AUFGABE:
Beantworte zum folgenden Auszug über Politwerbung diese Fragen:
(a) Für welche Reform läuft laut Untertitel die Kampagne der Kantone?
(b) Wer wird als Urheber des Bildes genannt?
(c) Womit wird in der Inseratewerbung für diese Reform geworben?

«Die Hand ins Feuer» – das Prinzip Glaube in der Politwerbung

Wer bezahlt die Kampagne der Kantone zur USR III? Die mangelnde Transparenz über die Financiers politischer Werbung bleibt ein Ärgernis.

(Bild: Hansjörg Walter)

Wer bezahlt die Kampagne der Kantone zur USR III? Die mangelnde Transparenz über die Financiers politischer Werbung bleibt ein Ärgernis.

Es gibt eine Konstellation, da kann man leichter dagegen sein, weil man dafür ist. Ich kann eine Abstimmungsvorlage befürworten, die Art, wie sie propagiert wird, aber ablehnen.

Diesmal geht es nicht um die schwarze Burka-Schreckgestalt. Sondern um die Grossplantagen der fast heiter wirkenden Kantonswäppchen, mit denen für die Unternehmenssteuerreform III (USR) geworben wird. Allerdings geht es auch hier nicht um die Wäppchen selber, sondern darum, dass wir in diesem Fall – einmal mehr – nicht wissen, wer die gigantische Inseratewerbung bezahlt.

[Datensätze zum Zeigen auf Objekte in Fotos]
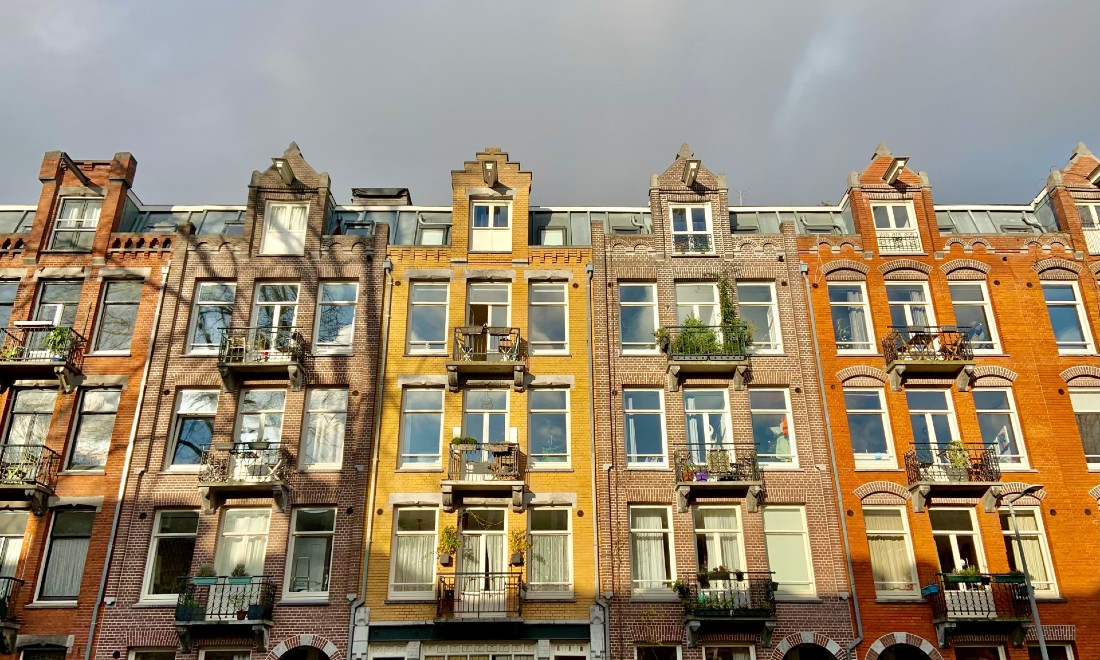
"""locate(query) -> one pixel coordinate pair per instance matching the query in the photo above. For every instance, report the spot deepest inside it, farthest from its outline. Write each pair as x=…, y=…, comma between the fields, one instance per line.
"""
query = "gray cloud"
x=784, y=98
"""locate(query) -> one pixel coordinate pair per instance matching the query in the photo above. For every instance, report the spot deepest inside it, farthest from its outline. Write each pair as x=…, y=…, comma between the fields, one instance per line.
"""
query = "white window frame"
x=691, y=233
x=869, y=461
x=1081, y=317
x=155, y=537
x=289, y=248
x=908, y=538
x=987, y=308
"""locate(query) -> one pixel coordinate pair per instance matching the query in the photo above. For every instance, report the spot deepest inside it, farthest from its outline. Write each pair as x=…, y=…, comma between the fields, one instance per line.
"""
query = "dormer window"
x=491, y=227
x=75, y=227
x=691, y=230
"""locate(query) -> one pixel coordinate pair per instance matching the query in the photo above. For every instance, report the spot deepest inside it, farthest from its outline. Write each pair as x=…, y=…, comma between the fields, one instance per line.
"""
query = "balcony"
x=262, y=353
x=255, y=470
x=476, y=596
x=953, y=470
x=978, y=604
x=927, y=351
x=492, y=469
x=704, y=350
x=728, y=601
x=28, y=472
x=9, y=623
x=224, y=605
x=40, y=350
x=487, y=352
x=726, y=470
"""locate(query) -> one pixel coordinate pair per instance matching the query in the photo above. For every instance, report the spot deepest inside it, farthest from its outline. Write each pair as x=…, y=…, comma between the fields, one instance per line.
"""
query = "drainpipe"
x=388, y=267
x=849, y=651
x=125, y=465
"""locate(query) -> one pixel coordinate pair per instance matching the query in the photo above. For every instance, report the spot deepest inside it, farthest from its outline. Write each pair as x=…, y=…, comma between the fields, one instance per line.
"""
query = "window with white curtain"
x=310, y=559
x=788, y=541
x=326, y=421
x=284, y=229
x=242, y=541
x=549, y=567
x=892, y=562
x=652, y=563
x=66, y=552
x=1033, y=539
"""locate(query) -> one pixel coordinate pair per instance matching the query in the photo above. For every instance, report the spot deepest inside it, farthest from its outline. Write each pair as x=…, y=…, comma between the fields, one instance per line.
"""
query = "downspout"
x=125, y=465
x=836, y=475
x=384, y=349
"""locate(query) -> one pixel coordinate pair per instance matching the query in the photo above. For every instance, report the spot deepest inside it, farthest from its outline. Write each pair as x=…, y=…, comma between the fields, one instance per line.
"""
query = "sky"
x=785, y=98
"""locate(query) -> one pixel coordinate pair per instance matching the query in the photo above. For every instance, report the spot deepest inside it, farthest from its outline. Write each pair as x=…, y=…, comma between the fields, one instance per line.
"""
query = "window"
x=757, y=306
x=638, y=318
x=413, y=564
x=118, y=315
x=644, y=410
x=547, y=319
x=892, y=562
x=326, y=419
x=691, y=230
x=1000, y=428
x=65, y=554
x=194, y=428
x=94, y=429
x=491, y=230
x=1087, y=411
x=311, y=551
x=421, y=427
x=171, y=552
x=1067, y=318
x=242, y=541
x=772, y=431
x=869, y=428
x=260, y=418
x=974, y=315
x=336, y=317
x=57, y=303
x=212, y=316
x=427, y=318
x=957, y=542
x=548, y=428
x=788, y=541
x=651, y=559
x=549, y=571
x=1027, y=520
x=75, y=228
x=284, y=229
x=851, y=318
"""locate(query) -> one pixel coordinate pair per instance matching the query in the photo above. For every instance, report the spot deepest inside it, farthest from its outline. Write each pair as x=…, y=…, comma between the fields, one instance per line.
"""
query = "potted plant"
x=448, y=545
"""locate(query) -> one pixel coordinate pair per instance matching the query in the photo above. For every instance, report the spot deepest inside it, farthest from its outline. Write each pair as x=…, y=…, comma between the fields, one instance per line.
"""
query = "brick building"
x=78, y=297
x=250, y=458
x=717, y=504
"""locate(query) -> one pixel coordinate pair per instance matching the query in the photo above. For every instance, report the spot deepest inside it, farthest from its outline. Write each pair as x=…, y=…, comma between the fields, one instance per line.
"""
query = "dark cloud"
x=784, y=98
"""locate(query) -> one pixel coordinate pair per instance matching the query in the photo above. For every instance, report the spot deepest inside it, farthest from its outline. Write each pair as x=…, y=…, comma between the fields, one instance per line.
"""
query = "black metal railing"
x=29, y=465
x=255, y=463
x=705, y=342
x=727, y=462
x=262, y=345
x=226, y=598
x=41, y=343
x=953, y=462
x=490, y=461
x=480, y=595
x=488, y=343
x=729, y=594
x=978, y=596
x=926, y=342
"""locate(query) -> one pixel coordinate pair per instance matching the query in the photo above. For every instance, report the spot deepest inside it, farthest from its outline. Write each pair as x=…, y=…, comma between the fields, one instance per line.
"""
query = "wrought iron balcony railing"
x=480, y=595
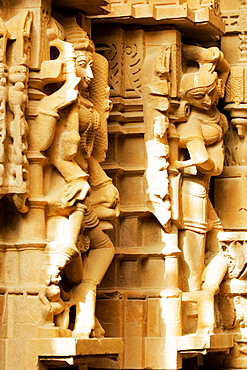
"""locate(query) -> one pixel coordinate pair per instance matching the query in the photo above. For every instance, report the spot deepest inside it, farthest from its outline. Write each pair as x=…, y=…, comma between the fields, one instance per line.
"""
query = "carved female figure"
x=202, y=156
x=73, y=227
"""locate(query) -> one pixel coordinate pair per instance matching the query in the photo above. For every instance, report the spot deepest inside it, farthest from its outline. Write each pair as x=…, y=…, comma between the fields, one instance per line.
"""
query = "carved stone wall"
x=169, y=271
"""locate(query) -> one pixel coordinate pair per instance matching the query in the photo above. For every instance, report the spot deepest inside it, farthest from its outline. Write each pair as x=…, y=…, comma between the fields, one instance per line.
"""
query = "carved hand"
x=63, y=97
x=74, y=190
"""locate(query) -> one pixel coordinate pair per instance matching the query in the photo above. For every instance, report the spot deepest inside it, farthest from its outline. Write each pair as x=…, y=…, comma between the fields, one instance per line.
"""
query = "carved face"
x=84, y=63
x=203, y=97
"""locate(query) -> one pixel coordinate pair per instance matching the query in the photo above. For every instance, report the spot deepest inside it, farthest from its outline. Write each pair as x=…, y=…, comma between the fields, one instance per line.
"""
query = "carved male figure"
x=73, y=227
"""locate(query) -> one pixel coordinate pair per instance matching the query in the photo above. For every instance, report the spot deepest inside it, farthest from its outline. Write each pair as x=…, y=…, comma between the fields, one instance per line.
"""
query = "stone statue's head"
x=202, y=89
x=84, y=49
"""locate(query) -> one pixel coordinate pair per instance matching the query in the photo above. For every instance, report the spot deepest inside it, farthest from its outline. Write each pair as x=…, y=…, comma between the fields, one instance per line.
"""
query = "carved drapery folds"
x=71, y=131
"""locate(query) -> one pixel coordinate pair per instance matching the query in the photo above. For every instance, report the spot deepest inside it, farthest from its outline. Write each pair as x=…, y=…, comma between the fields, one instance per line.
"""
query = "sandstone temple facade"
x=123, y=184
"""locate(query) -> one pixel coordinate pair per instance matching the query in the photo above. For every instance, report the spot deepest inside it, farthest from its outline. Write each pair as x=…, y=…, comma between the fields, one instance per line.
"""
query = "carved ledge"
x=89, y=8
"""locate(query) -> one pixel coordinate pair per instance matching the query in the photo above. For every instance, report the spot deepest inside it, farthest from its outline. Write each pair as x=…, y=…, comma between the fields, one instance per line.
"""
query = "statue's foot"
x=85, y=298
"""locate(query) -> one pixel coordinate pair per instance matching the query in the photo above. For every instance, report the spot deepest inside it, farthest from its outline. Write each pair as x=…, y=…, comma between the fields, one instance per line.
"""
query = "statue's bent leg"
x=98, y=261
x=192, y=245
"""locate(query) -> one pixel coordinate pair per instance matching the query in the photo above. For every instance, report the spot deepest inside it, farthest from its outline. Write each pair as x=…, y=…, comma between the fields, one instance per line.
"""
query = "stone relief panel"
x=71, y=132
x=15, y=62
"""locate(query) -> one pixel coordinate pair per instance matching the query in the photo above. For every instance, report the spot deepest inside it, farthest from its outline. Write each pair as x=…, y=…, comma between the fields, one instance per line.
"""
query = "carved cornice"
x=92, y=7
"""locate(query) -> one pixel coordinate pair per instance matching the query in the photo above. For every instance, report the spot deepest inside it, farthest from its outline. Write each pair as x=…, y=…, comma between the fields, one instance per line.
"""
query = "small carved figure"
x=201, y=156
x=78, y=251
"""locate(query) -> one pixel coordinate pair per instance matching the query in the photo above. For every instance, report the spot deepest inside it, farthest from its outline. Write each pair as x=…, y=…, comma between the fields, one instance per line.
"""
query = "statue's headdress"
x=76, y=35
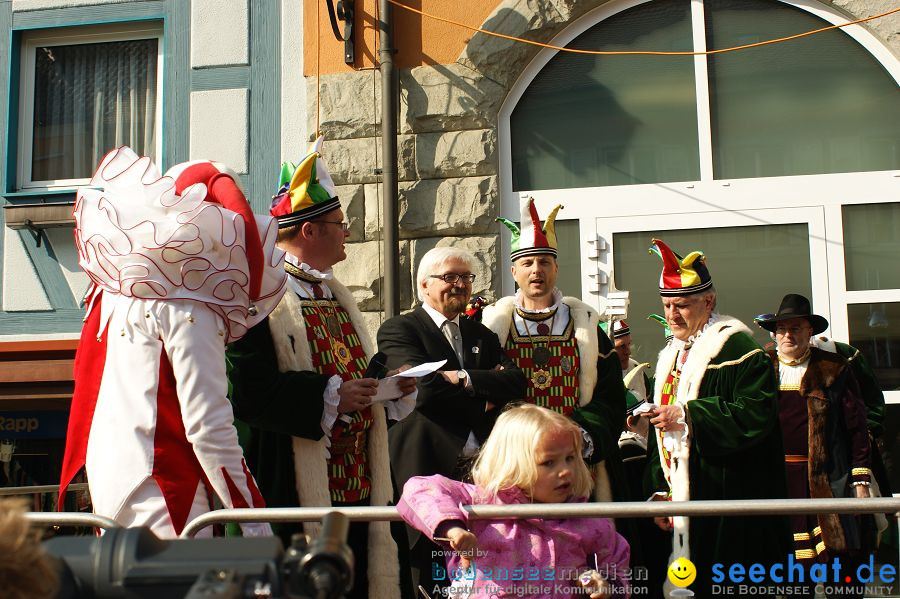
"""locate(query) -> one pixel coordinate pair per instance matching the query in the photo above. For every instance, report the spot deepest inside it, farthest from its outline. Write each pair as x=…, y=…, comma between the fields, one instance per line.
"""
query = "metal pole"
x=636, y=509
x=389, y=108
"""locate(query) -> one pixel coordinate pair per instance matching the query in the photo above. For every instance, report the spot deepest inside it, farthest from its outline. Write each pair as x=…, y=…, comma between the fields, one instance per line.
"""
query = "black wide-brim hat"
x=794, y=306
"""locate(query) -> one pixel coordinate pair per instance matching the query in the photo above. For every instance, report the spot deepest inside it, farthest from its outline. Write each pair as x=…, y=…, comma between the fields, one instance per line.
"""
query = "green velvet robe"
x=735, y=451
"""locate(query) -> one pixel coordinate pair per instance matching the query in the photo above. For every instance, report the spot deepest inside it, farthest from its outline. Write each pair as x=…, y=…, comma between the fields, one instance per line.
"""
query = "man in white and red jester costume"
x=179, y=266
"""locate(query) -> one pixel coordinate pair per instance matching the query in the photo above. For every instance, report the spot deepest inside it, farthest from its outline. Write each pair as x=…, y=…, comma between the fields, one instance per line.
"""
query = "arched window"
x=777, y=161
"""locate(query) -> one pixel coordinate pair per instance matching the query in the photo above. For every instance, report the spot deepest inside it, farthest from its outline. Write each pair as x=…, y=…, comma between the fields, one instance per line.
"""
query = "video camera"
x=134, y=563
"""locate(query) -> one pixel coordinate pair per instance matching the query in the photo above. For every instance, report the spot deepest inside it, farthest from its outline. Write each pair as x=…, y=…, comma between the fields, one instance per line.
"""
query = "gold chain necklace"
x=331, y=321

ERWARTETE ANTWORT:
(a) Für die Unternehmenssteuerreform III (USR III).
(b) Hansjörg Walter.
(c) Mit Grossplantagen fast heiter wirkender Kantonswäppchen.